WHAT IS ASKED:
1/ In the article on Columbus City Council elections, how much did the corporate-funded ad campaign against Issue 1 cost?
2/ Write the next part of the article on Columbus City Council elections, picking up after its final sentence.
# START OF TEXT TO READ
For the first time, after more than a century, Columbus will vote for district candidates in November. But as activists have repeatedly argued, there’s nothing district about it. Candidates must live in one of the nine geographically designed districts as each has roughly 100,000 residents. However, the November 7 vote is citywide, and representation will remain “at-large.”
“If it were just my district to win I’d have a huge chance of winning,” said City Council candidate Adrienne Hood who’s running in District 4, which includes large swaths of the Northside, parts of Clintonville, North and South Linden, and also the street where undercover Columbus police shot and killed her son.
Last decade, three citizen-led initiatives sought true districts, also known as wards, through the ballot, but all lost. In 2016, Issue 1 was championed by the group Everyday People For Positive Change. They were soundly defeated by Columbus voters after a $1.1 million corporate-funded ad campaign by City officials.
No doubt “The Columbus Way” was more than alarmed. Because Everyday People For Positive Change had a legitimate reason for true districts: “We’re saying that ‘at-large’ has hurt significant portions of the city by not having adequate representation in the places that need it the most,” said spokesperson David Harewood to WOSU at the time.
Two years later in 2018, Mayor Andy Ginther, Councilmember Shannon Hardin, and other City officials put their own charter amendment on the ballot creating districts and it won. Even though the NAACP’s Legal Defense Fund formally rejected the proposal, stating that “under this electoral method, the voting strength of Columbus’ Black community is significantly weakened.”
Affordable housing activist Jonathan Beard of the Eastside, who also co-led Everyday People For Positive Change, believes the 2018 charter amendment was “designed cynically” by Hardin “as a ballot diversion which voters unexpectedly approved”.
“Columbus City Councilmembers should be elected by district, just like in every other big city in America. This fake district model is used only in Reno and Sparks, Nevada and Tucson, Arizona. It is nothing resembling a ‘best practice’ worth emulating,” said Beard. “In fact, when the last [Columbus] charter commission was recommending this, it was being sued under the Voting Rights Act in Tucson, which had caused the Nevada State Legislature to begin drafting new charters for Reno and Sparks.”
# END OF TEXT TO READ
# START OF RECORD LIST
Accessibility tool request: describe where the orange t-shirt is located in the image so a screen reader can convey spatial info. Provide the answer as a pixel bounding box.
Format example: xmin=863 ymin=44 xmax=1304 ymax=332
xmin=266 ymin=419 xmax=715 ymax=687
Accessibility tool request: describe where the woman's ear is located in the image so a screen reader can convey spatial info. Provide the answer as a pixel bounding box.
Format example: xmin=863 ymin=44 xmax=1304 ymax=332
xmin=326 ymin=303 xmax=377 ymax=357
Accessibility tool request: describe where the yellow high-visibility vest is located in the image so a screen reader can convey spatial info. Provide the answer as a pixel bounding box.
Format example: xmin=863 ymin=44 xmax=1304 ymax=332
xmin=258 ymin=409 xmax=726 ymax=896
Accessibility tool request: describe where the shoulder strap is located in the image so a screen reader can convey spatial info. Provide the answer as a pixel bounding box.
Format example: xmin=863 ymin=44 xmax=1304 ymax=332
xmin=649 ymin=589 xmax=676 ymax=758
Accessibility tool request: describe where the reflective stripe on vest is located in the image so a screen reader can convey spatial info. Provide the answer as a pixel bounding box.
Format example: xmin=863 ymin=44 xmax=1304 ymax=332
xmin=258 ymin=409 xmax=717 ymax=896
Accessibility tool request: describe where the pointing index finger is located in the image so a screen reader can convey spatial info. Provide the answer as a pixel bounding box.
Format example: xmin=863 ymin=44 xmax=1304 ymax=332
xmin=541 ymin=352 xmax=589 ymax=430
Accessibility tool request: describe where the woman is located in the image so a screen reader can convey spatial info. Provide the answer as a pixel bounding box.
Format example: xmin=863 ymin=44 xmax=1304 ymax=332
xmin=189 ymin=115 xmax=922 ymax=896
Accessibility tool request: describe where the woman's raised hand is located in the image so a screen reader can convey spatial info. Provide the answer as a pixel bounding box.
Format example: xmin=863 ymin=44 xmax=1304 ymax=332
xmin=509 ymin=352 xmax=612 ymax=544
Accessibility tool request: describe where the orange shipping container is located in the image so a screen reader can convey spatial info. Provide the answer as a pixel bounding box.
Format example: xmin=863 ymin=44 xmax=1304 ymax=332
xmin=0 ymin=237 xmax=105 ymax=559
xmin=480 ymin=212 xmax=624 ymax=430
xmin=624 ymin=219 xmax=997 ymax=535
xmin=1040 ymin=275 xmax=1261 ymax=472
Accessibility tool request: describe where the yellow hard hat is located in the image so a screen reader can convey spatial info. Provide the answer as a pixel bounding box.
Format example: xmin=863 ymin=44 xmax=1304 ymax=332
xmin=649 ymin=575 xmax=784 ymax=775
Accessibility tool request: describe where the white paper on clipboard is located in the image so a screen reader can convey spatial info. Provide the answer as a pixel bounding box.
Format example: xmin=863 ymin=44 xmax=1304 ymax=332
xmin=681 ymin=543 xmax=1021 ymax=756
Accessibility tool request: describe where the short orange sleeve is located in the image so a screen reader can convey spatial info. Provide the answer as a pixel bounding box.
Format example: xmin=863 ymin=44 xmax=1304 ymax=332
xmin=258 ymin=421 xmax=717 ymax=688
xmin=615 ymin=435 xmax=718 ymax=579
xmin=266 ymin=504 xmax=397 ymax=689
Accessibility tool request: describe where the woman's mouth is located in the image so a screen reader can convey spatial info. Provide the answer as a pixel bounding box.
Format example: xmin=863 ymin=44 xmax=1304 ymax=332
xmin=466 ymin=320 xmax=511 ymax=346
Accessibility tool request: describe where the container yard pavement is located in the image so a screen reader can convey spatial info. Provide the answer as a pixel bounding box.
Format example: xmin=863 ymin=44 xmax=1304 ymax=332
# END OF RECORD LIST
THE REPLIES:
1/ $1.1 million.

2/
Since 1985, 90 percent of Councilmembers were appointed and later won as incumbents. Telling and disturbing is how only one Black candidate, Republican Jennette Bradley, was elected to City Council in recent history (1991).
“This is clearly bullshit, creating the illusion of Black political representation,” says Beard. “Appointing Black candidates to Council so they can run as incumbents with party support and business financial backing.”
Activist Black candidates for Columbus City Council – or any activist candidate for that matter – seemingly don’t have a chance to ever win. When asked who was the last activist candidate to win a seat on City Council, several sources told us they don’t know. Complicit is the Franklin County Democratic Party, which also hasn’t endorsed or put an activist candidate on their sample ballot in recent memory, if ever.
Yet activist candidates continue to try, and Adrienne Hood is the latest, and as mentioned, running in District 4. Also running for District 4 is incumbent Emmanuel Remy, but remember the vote is citywide.
Remy, a realtor by trade, was appointed (not elected) to City Council in 2018. Before this he served as president of the Northland Community Council for six years. According to Beard, in his very first City Council meeting Remy voted to support the current district system. His vote put Hardin’s “fake districts” on the 2018 ballot.
In District 4 (pictured above) the Black population is 46 percent compared to 33 percent white. Hood, a retired air force Master Sergeant, is “most passionate about public safety, mental healthcare, affordable housing, and public education,” states her campaign website. Remy, as Chair of the Environment Committee, created the Cleaner Columbus Initiative in 2019, to combat litter with help from Scarlet the Litter Cardinal.
Adrienne Hood would appear to most Columbus voters as a lock for District 4. Unfortunately, as sources have told us, she doesn’t have a good chance of winning.
“Councilmember Remy will have party support and unlimited funding from corporate Columbus funneled through the Council president who proposed this unfair and possibly unlawful at-large election method, though — which is a reflection of the corruption of our local democracy,” said Beard.
Beard has suggested in the past if Hood were to not win a seat, she may have a case with the Voter Rights Act (VRA) of 1965. She could win the Black vote in her district while losing the citywide vote.
“The VRA requires that geographically concentrated minorities have a federally protected right to elect candidates of their choosing, without having their votes diluted by the majority,” he said.
But further research by Beard revealed that City Council and City officials may have planned for such an outcome.
“I went to doublecheck the City’s district website and found out that unbelievably, they didn’t draw any majority-minority districts [over 50 percent minority],” said Beard. “So, I’m not sure that is a VRA cause of action. They purposely created districts where Black folk are in the minority – likely to avoid that exact circumstance.”
Hood also believes “all of these decisions were intentionally thought out.”
“The more I learn, the more disgust I have,” she said. “The lengths taken to maintain power are sickening and harmful to the community as a whole. The tragedy is most of the time we are not engaged enough to connect the dots so whatever is said in soundbites becomes bible.”